**Dokumen:**
Tidak diragukan lagi bahwa persatuan dan kesatuan merupakan salah satu aspek terpenting yang mesti ada dalam diri umat dan bangsa, manakala umat dan bangsa itu ingin menciptakan kekuatan, meraih kemenangan, dan menggapai kemajuan.

Ini merupakan sunnatullah yang pasti berlaku dalam kehidupan dunia ini, sehingga umat dan bangsa manapun yang berhasil menciptakan persatuan dan kesatuan dalam diri mereka, lalu secara bersama-sama bergerak menuju tujuan yang diinginkan, maka mereka akan segera berhasil mewujudkannya.

Entri dari sebuah kumpulan data
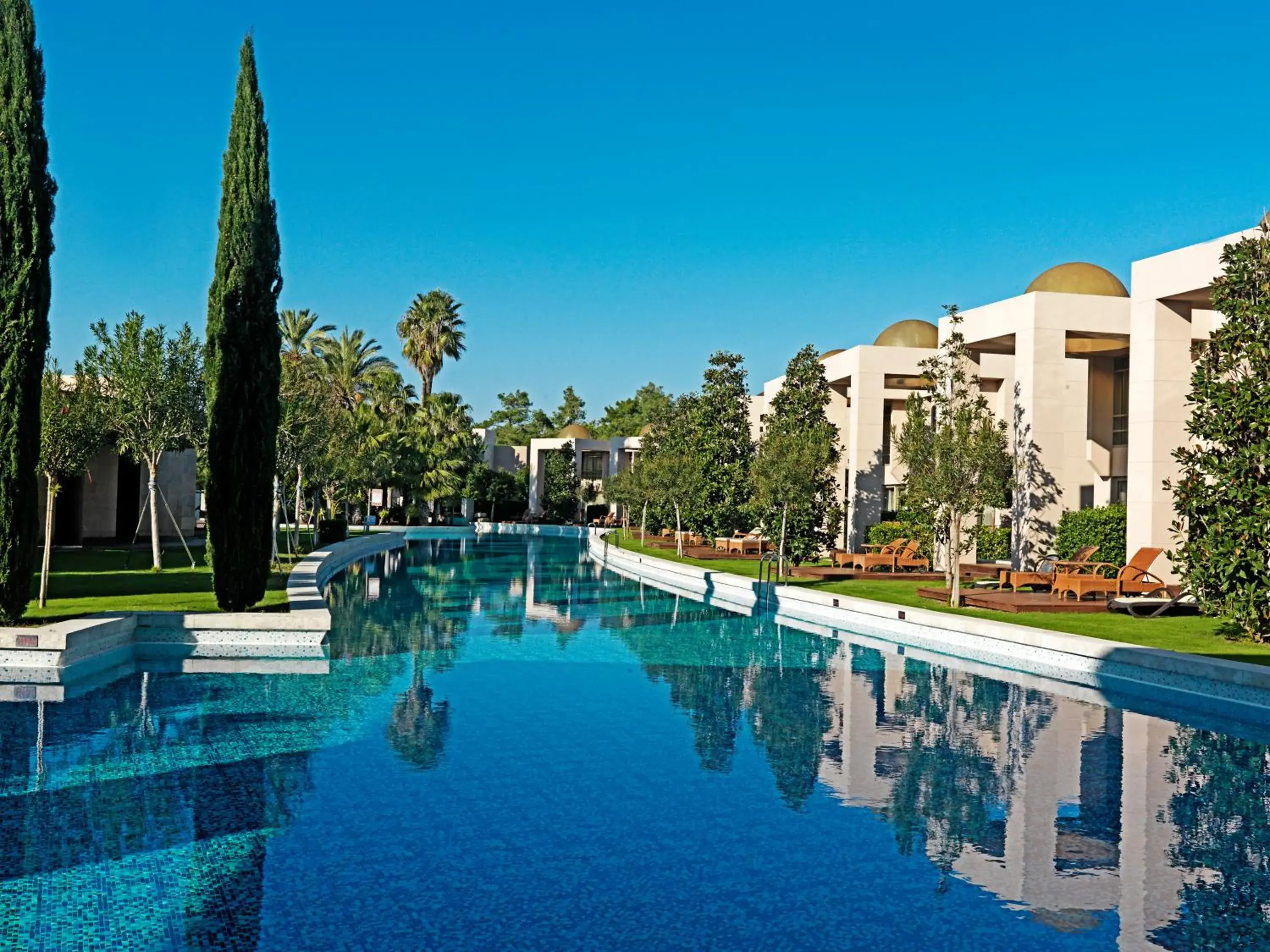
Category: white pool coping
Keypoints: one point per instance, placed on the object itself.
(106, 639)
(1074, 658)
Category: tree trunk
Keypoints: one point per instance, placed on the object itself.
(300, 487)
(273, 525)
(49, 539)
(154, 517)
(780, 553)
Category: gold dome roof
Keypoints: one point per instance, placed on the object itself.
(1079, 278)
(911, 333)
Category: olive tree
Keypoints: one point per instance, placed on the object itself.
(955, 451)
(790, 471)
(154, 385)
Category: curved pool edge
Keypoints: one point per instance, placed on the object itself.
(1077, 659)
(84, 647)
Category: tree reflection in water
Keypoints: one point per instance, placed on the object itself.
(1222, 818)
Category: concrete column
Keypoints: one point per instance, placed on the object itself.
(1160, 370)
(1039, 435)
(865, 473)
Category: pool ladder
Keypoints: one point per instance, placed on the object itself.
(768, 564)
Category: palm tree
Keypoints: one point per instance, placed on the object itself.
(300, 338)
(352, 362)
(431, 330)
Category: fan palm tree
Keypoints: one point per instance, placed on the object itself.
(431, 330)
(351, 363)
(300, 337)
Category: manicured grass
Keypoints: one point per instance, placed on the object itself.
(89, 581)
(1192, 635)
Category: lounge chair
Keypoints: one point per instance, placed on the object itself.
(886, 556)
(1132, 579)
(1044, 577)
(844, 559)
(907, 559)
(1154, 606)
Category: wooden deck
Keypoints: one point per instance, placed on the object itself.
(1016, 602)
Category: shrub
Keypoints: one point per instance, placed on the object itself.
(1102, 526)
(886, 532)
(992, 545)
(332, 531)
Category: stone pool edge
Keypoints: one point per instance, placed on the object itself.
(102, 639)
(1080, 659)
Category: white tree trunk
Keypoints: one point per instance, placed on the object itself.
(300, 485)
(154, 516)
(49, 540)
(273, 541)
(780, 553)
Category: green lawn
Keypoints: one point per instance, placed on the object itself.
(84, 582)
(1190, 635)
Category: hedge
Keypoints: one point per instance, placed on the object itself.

**Ketentuan Latihan:**
A: Menurut teks tentang persatuan dan kesatuan, tiga hal apa yang ingin dicapai umat dan bangsa sehingga persatuan dan kesatuan mesti ada dalam diri mereka?
B: Kutip setiap baris dalam daftar yang memuat kata "white". Huruf besar dan kecil dibedakan.

**Jawaban Lengkap:**
A: Menciptakan kekuatan, meraih kemenangan, dan menggapai kemajuan.

B:
Category: white pool coping
Category: white tree trunk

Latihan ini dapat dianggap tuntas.